* Begin Extract *

Ahmet Türk, newly elected KAD MP from Mêrdîn said that the ‘new constitution must be based on democratic autonomy, which must be a topic in the open for discussion and we will work towards this. If these demands are ignored by the state, the people will create their own method to establish the system they are aiming for.’

Leyla Zana speaks in Diyarbakır

Leyla Zana, elected from Diyarbakır, speaking in Kurdish to an audience of tens of thousands at a rally last Monday said, ‘The Kurds will be a partner of this state.’ While the logical assumption is that MPs elected from the pro-Kurdish KAD Block will be partners (the AKP needs partners), it is not clear to what extent Kurds will be included in the process of re-writing the country’s constitution.

Murat Yetkin, writing for Hürriyet Daily News, says the ‘CHP (centre-left, People’s Republican Party) is always a safer partner for the AKP for major political projects like amending or rewriting the constitution, in order to secure a consensus acceptable for a wider base in society. The BDP, which is focused more on Kurdish rights, might be an easier partner for Erdoğan at first sight, but such a partnership, which might exclude both the CHP and the MHP, might cause new fault lines in Turkey’s political arena. It may cast a shadow, says Yetkin, over the new constitution, creating doubts whether the government sort of bargained for the presidential system in return for group – not individual – rights for Kurds.’

Some of the conditions the Kurds will expect in any new constitution, says KAD MP-elect Hasip Kaplan from southeastern province of Şırnak, are the implementation of democratic autonomy, the use of mother tongues and the granting of constitutional citizenship.’ He also said that it should contain ‘expansion of freedom of thought in its largest sense.’

These are ‘demands’ that may be outside of the ‘limits’ referred to by Akyol. But what then is left? How can the Kurds accept anything less than full equality as Kurdish citizens of the Turkish Republic? In a meeting of Turkish intellectuals, journalists and lawyers earlier last week, Osman Can, one of the lawyers present, called on political parties to abandon what they earlier termed ‘red lines’ and said parties must decide to talk without preconditions. One of the ‘reddest’ of lines is that of mother-tongue education in Kurdish. It is a flashpoint in the debate on Kurdish rights and a key theme of the Kurd’s political agenda. Abandoning red lines may be easier said than done.

Nabi Avcı, a newly elected AKP deputy from Eskişehir and former senior media advisor to Erdoğan, said at a meeting with members of the foreign press that the ‘Kurdish issue’ is also on the government’s agenda ‘not as a problem but as a broader issue.’ He also said that ‘it is not right to highlight any priorities at the moment.’

Some of these comments may not bode well for Kurdish expectations. Ahmet Türk says that ‘the election results mean that the Kurdish people are united and our demands are going to be on the national agenda. If not, there will be more pain and more problems in the future’ and that if their ‘demands are ignored by the state, the people will create their own method to establish the system they are aiming for.’

The threat of ‘more pain and more problems in the future’ that Türk mentioned is real, according to the deputy head of the ruling AKP in Diyarbakır, Mohammed Akar. He says that if there is disappointment, the whole idea of integration will end. Separation and conflict will come to the fore. Akar added that ‘the danger that is lying ahead is a nightmare.’

The AKP may have received the largest percentage of popular votes at 49.95%, but the fact is that in 2002 they had 363 seats in the Meclis, in 2007 they had 341 seats, and now, in 2011, the AKP will seat only 326 parliamentarians. From 2007 to 2011, the overall percentage of votes increased by 3.3%, but their percentage of seats in the Meclis will decline by 4.5%.

* End Extract *
* Begin Information provided *

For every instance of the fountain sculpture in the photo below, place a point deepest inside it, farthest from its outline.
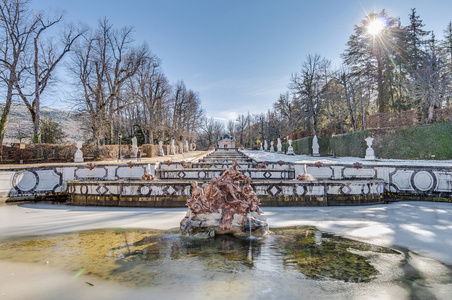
(224, 207)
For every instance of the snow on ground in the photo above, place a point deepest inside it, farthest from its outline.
(261, 156)
(423, 227)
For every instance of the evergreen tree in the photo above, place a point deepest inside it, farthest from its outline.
(370, 50)
(416, 40)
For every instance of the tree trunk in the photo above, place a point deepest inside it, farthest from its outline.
(5, 113)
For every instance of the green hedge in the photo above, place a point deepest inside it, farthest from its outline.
(415, 142)
(304, 146)
(397, 143)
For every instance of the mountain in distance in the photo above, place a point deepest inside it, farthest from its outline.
(20, 124)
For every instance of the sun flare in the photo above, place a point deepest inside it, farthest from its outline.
(375, 26)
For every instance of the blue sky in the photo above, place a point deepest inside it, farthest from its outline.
(239, 55)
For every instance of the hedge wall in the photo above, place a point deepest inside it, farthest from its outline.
(423, 142)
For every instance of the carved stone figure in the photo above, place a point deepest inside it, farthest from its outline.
(181, 148)
(290, 149)
(161, 153)
(148, 174)
(315, 146)
(172, 148)
(224, 207)
(185, 164)
(78, 156)
(262, 165)
(370, 153)
(305, 176)
(134, 151)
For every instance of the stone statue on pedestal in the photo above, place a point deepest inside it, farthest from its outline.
(315, 146)
(161, 153)
(370, 153)
(172, 148)
(181, 148)
(78, 156)
(290, 149)
(134, 147)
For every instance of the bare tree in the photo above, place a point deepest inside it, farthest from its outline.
(44, 58)
(103, 63)
(17, 28)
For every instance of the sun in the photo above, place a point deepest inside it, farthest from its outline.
(375, 26)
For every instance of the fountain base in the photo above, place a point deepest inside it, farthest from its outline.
(209, 225)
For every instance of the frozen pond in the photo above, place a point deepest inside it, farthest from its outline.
(48, 251)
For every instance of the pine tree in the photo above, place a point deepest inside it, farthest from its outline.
(416, 40)
(372, 52)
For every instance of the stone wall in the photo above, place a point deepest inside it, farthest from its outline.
(414, 181)
(35, 153)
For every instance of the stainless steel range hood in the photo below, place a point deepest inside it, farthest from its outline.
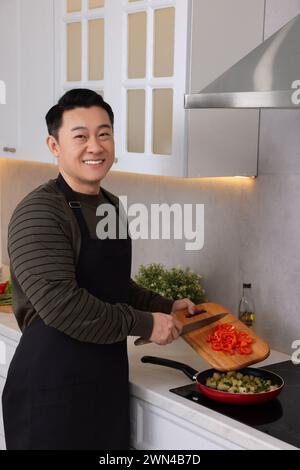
(265, 78)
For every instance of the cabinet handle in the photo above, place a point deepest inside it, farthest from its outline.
(9, 149)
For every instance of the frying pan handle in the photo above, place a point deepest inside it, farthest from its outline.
(187, 370)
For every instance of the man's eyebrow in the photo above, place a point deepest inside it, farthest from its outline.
(82, 128)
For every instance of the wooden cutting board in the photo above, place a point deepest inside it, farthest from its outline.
(220, 360)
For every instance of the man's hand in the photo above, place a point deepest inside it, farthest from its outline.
(183, 303)
(165, 329)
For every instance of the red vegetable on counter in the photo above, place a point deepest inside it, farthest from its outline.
(227, 338)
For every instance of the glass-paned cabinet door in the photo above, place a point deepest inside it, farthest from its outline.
(135, 53)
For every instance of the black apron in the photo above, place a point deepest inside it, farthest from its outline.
(61, 393)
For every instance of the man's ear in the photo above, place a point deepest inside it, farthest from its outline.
(53, 145)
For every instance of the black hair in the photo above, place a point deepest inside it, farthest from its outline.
(76, 98)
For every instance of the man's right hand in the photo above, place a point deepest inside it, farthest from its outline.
(165, 329)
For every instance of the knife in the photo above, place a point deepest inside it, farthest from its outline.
(189, 327)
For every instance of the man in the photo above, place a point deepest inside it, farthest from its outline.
(67, 386)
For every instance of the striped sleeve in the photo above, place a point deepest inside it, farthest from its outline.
(42, 260)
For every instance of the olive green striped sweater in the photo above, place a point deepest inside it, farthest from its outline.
(44, 244)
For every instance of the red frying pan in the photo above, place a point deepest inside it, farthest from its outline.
(225, 397)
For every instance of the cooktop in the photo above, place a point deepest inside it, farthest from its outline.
(279, 418)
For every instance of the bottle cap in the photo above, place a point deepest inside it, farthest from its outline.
(247, 286)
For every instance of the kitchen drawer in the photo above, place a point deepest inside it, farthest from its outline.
(7, 350)
(154, 428)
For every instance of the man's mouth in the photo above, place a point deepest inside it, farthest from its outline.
(94, 162)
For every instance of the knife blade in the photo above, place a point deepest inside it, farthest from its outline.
(189, 327)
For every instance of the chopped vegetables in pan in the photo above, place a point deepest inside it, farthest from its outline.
(227, 338)
(236, 382)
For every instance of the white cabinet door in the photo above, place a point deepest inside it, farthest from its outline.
(2, 439)
(9, 15)
(156, 429)
(36, 76)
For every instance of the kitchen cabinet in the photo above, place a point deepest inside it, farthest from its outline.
(154, 134)
(27, 67)
(154, 53)
(222, 142)
(9, 70)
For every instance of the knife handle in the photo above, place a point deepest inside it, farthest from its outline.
(141, 341)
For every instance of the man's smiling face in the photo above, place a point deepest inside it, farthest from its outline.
(85, 148)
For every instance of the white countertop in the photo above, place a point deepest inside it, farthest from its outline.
(151, 383)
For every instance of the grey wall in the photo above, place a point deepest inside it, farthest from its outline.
(252, 228)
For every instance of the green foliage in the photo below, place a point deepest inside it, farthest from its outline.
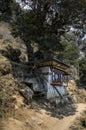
(82, 70)
(70, 50)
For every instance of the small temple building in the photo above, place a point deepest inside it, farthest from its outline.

* End Information provided *

[Aim]
In the extract on Kurdish demands for a new Turkish constitution, how many seats will the AKP hold in the Meclis in 2011?

[Expected output]
326 seats.